• [READING TEXT]:
————————

Some SQL Server disasters cannot be prevented, so it is important to prepare a complete disaster recovery plan (DRP) to ensure minimal impact on service and data availability.

An effective disaster recovery plan should comprise:

Identify disaster recovery objectives
IT architecture and resources plan
Backup plan
Recovery plan

Developing the plan requires collaboration with the IT team, application champions (administrators, power users) and recovery experts.

NOTE: If you have limited time and resource to define the strategy, you can consider third-party products and services for assistance.

Identify disaster recovery objectives

The plan starts with identifying disaster recovery objectives. This includes the business aspect of the system. You might want to consider the value of the PME system and the data it contains:

What is the business cost of one day of downtime, both explicit and implied?
What would be the result if an hour’s, day's or month's worth of analysis, reporting, alarming and data were lost?
What would be the result of a complete loss of the PME system?

If your system is not critical, you may decide the best strategy is a simple one where a new PME system is redeployed in the event of a disaster and device data is re-imported and you experience potentially irrelevant historical data loss. If your system is critical, you may develop a plan for a quick recovery with minimal data loss.

You must set a written expectation of what constitutes an acceptable loss. Consider the following questions:

What is an acceptable level of data loss in your PME systems?

The answer to this question determines the Recovery Point Objective (RPO) objective. It is the maximum amount of recent data the business can lose when a disaster strikes. It helps to measure how much time can occur between your last data backup and the disaster without causing serious damage to your business. RPO is used to determine how often to perform data backups.

For example, your backup schedule is set to daily at midnight and a disaster occurs at 8 AM. At the point of the disaster, you would have lost 8 hours’ worth of data. If your RPO is one day of data then the loss of the last 8 hours of data is not an issue. However, if your RPO is one hour of data, then you must revise your backup schedule to at least one backup per hour.
What is an acceptable recovery time?

The answer to this question determines the Recovery Time Objective (RTO) objective. It is the amount of time the business can survive without the system after a disaster and before operations are restored to normal. It determines how quickly you need to recover the PME system after a disaster.

For example, if your RTO is 24 hours, you can wait up to 24 hours before the system must be available to users. If data and infrastructure are not recovered within 24 hours, the business might be impacted.
What level of disaster should we be prepared for?

Identify the possible disasters that could affect your PME system and the level of impact of each disaster. For example: If your PME system is an on-premise solution, you should prepare for disasters such as power loss, fire, flood, etc. If your PME system is hosted on off-site servers in a data center, prepare for natural disasters but with low priority compared to cybersecurity risks.

IT architecture and resources plan

It is important to design the IT architecture so you can allocate the necessary hardware and networking resources in support of optimal performance and disaster recovery. Maintenance and backup activities often require additional resources (CPU, RAM and hard drive space) to perform and complete the activity. You can also prevent disasters using additional hardware. The recommended best practices are as follows:

Hard drive space allocation

Ensure there is enough hard drive space to perform backup operations and take at least two backup files. The spare hard drives can ensure minimal rebuild time. RAID arrays (commonly used on all PME systems) can protect against disk damages. See Storage Performance and Availability for recommended hard drive sizing.
Backup power

UPS systems and redundant power supplies to servers can prevent server power interruption.

————————

• [DATASET RECORDS]:
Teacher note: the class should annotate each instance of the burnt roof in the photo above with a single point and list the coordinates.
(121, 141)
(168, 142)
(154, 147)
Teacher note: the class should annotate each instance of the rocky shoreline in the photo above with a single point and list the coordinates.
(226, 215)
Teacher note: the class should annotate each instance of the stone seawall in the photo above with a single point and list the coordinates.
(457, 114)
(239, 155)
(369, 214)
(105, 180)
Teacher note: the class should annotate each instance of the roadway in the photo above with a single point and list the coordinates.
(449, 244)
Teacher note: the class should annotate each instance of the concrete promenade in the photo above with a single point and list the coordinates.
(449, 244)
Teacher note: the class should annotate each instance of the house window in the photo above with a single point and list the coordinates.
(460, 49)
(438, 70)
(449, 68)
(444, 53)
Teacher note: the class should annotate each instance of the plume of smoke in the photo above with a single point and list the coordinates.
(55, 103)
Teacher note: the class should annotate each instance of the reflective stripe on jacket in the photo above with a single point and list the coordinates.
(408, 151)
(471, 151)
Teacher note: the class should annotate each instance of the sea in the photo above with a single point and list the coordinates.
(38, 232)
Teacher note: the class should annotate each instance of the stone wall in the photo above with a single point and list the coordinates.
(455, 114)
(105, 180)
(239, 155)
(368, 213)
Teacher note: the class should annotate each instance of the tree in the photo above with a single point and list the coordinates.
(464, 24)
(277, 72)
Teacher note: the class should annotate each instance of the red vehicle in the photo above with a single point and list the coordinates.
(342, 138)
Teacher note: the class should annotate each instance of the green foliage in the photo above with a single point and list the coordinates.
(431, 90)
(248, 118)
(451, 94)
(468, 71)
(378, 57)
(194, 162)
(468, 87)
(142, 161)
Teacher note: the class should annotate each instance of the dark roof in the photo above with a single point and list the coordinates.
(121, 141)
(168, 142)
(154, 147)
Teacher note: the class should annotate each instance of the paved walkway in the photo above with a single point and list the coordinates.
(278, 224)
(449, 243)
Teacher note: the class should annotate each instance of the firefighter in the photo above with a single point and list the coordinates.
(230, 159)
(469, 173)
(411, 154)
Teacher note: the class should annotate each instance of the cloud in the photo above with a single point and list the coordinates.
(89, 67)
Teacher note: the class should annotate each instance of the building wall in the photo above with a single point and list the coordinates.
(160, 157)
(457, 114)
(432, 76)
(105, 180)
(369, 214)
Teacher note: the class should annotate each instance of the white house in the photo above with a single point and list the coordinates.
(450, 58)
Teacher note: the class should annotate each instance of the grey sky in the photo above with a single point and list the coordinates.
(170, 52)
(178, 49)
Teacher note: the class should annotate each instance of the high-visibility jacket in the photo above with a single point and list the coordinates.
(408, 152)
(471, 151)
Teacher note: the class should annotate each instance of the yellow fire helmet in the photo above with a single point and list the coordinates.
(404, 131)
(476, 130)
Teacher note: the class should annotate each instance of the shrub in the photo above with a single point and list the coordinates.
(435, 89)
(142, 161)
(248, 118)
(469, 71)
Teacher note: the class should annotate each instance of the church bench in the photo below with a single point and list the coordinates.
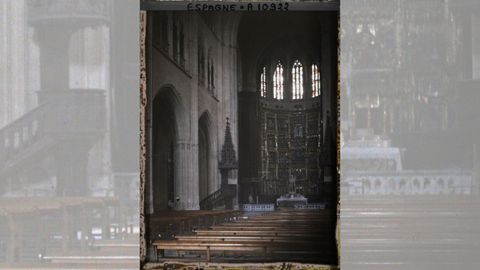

————————

• [AIM]:
Answer the following questions using the disaster recovery text, numbering each answer to match its question.
1. What four components should an effective disaster recovery plan comprise?
2. If the RPO is one hour of data, how often must backups be performed at minimum?
3. Enough hard drive space should be ensured to take at least how many backup files?

• [WRITTEN ANSWER]:
1. Identify disaster recovery objectives; an IT architecture and resources plan; a backup plan; and a recovery plan.
2. At least one backup per hour.
3. At least two backup files.